Romero’s work was recently welcomed into the space at Gallery 505, hosted by the Kingsbridge-Riverdale-Van Cortlandt Development Corp. gallery, 505 W. 236th St. 

To understand his paintings, Romero explains his childhood and his life as a photojournalist, with each chapter providing him with new inspiration. 

He grew up in Calexico, a small town in southern California just shy of the Mexican border, where his father was a railroad worker. He said he has fond memories of growing up in the town. At the age of four, Romero’s father would take him to work, where he would occupy himself inside of the train waiting room, occasionally leaving the room to wander across the street and watch the caricature artists at work. 

When he was around 12 years old, the navy gave Romero an important job, spotting airplanes crossing the border from a nearby tower. With a headset and a pair of binoculars, he would spend the day spotting planes with his friends. 

Life after Calexico sent Romero on to art school. Shortly after graduation, he enlisted in the army. When he arrived in Germany, Romero said the army was looking for a photographer.

With little knowledge of the discipline, he took on the role that would carve the path for his later career. 

Fresh out of the army, he took his first photojournalism job with a Dutch newspaper while applying for any photography positions he could back in the United States. Eventually, he was hired at The Providence Journal in Rhode Island and he returned to America. From there, he took a job at The New York Times before pursuing magazine photography and freelancing for outlets like Newsweek, Time and The New York Times Sunday Magazine.
════
▶ _Directive 1_
Please reproduce the passage about Romero from "He grew up in" up to and including "with his friends.".
▶ _Directive 2_
Write the next part of the passage about Romero's life and career, picking up after its last sentence.
The material that comes after this passage isn't needed.
════
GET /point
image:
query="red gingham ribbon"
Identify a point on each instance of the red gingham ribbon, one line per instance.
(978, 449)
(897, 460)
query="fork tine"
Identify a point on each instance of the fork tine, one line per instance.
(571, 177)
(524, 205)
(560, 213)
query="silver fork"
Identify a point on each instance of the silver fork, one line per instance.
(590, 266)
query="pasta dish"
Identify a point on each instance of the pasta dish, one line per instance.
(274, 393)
════
▶ _Exercise answer 1_
He grew up in Calexico, a small town in southern California just shy of the Mexican border, where his father was a railroad worker. He said he has fond memories of growing up in the town. At the age of four, Romero’s father would take him to work, where he would occupy himself inside of the train waiting room, occasionally leaving the room to wander across the street and watch the caricature artists at work. 

When he was around 12 years old, the navy gave Romero an important job, spotting airplanes crossing the border from a nearby tower. With a headset and a pair of binoculars, he would spend the day spotting planes with his friends.

▶ _Exercise answer 2_
His work took him to Mexico, where he trained newer photographers at the paper El Sol de Mexico. Eventually, Romero ended up right back at The New York Times until he retired from photojournalism in 2013. 

Romero said his favorite job of all time was working as a caption writer for The New York Times, which he only did for about six months.  

“It was like getting paid to solve puzzles,” he said. 

Despite his successful photojournalism career, Romero considers himself to be an artist. 

“It’s my passion. I do it everyday,” he said. 

His studio, which currently resides in the YoHo artist studios in Yonkers, has what he estimates to be at least 1,000 paintings inside and, because his workflow never ceases, he continues to paint, sell and give away his artwork. He said he’s lost track of how many paintings he’s completed. 

When he doesn’t have his art studio handy, Romero said he often finds himself doodling in what he refers to as sketchbooks but is actually any paper he can get his hands on. His Yonkers studio has book shelves filled with novels and books that depict drawings and sketches done right over the words.

Everything is art to Romero.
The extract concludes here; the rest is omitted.